# Task requirements
Could you transcribe every entry exactly, leaving nothing out?

# Record extracts
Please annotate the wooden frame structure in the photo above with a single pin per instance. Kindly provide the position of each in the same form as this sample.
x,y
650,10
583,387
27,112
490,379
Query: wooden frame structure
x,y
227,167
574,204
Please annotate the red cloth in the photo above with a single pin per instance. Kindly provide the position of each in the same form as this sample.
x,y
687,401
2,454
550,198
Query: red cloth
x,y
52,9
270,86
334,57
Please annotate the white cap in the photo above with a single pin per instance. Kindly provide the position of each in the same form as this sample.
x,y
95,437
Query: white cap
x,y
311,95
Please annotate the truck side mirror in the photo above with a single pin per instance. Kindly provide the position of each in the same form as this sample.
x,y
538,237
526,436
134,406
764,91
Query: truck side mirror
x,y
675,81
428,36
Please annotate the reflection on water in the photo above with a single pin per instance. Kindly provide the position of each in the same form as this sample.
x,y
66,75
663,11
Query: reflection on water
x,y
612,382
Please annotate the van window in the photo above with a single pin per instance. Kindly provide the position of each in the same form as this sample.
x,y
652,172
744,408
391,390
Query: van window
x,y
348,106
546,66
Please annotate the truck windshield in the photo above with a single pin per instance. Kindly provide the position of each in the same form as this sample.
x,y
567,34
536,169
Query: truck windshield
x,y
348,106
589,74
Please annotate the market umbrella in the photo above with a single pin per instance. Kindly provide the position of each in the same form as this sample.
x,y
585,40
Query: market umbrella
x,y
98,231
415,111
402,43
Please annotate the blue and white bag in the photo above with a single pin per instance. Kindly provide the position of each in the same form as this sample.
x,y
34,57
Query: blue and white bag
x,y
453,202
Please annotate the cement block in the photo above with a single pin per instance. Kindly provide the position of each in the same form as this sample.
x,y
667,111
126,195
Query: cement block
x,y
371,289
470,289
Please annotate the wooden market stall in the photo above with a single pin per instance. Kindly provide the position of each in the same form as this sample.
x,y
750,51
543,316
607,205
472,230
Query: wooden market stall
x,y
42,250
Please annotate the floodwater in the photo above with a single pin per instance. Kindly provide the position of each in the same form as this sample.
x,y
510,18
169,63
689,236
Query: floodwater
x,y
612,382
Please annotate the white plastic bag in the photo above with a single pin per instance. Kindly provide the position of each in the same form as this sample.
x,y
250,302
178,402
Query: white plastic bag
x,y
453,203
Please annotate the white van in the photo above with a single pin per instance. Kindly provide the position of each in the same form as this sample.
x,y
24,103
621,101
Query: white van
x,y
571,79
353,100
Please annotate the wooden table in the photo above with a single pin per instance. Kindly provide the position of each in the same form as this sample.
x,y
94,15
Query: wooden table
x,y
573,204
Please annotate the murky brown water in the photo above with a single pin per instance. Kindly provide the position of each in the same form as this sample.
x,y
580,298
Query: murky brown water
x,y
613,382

# Solved exercise
Please annotate the wooden frame structure in the photo above with a single pin per instance. Kindly provide the position of each in the same form as this sample.
x,y
650,10
583,387
27,112
490,379
Query: wooden frame structure
x,y
227,167
574,204
Please annotate the red cloth in the photo above with a single pin per instance. Kindly provide the position of each in the same form as this sample.
x,y
687,401
2,454
550,198
Query: red cloth
x,y
52,9
270,86
334,57
Please annotate the white cap in the photo above with a single pin per instance. Kindly provide the position of each in the same form as this sample.
x,y
95,437
Query: white cap
x,y
311,95
Please annotate the truck side mirror in the photo above with a single pin per instance. Kindly provide the position of each in the same form as this sample.
x,y
538,237
526,436
134,406
764,91
Query: truck side mirror
x,y
675,81
428,36
Please annotate the reflection on water in the photo above with a single pin per instance. Kindly provide the position of each in the same form as this sample.
x,y
66,75
663,11
Query: reflection on water
x,y
612,382
Please annotate the van window in the photo above with a single pin per instance. Kindly provide the position of each in the same form as this sample.
x,y
652,172
744,408
391,390
Query: van window
x,y
348,106
546,66
Please annotate the truck windshield in the photo above with a single pin per instance. Kindly provide the position of each in the same form as this sample.
x,y
567,34
536,169
Query: truck windshield
x,y
348,106
589,74
Please annotate the market umbrella in the photo above with a single pin per instance. Kindly provide the position of each in the same form as this sample.
x,y
585,40
Query: market umbrella
x,y
98,231
415,111
402,43
Please annotate the blue and white bag in the photo above with a single pin per instance. Kindly provide the position of each in the same form as this sample.
x,y
34,57
Query: blue and white bag
x,y
453,202
Please annotate the cement block in the photo above with a single pin per instance. Kindly provide the position of each in the same form as this sample.
x,y
667,111
126,195
Query: cement block
x,y
371,289
470,289
Please annotate the wooden market stall in the photo above with a single pin per instance. Kindly provide the position of each in the same form as this sample.
x,y
750,51
543,316
607,205
472,230
Query: wooden market stall
x,y
42,250
Please annotate the floodwater in the photo above with a single pin per instance. Kindly provide the position of each in the same form as this sample.
x,y
510,18
169,63
689,236
Query: floodwater
x,y
612,382
Please annotate the white plastic bag in the photo above with a single pin per instance. Kindly provide the position of each in the same form as this sample.
x,y
250,302
178,402
Query: white plastic bag
x,y
453,203
Please annotate the white van in the photo above with a single pin per instance. Kindly provide the position of each in the same form as this sample.
x,y
24,103
621,101
Query: white van
x,y
571,79
353,100
Please annotate the wooden table in the photo above with a single pin per instance. Kindly provide the position of each in the same form as this sample.
x,y
94,15
Query: wooden table
x,y
573,204
Please annotate the murky brown water in the photo above with a single pin per instance. Kindly provide the position of each in the same form as this sample.
x,y
580,298
Query: murky brown water
x,y
613,382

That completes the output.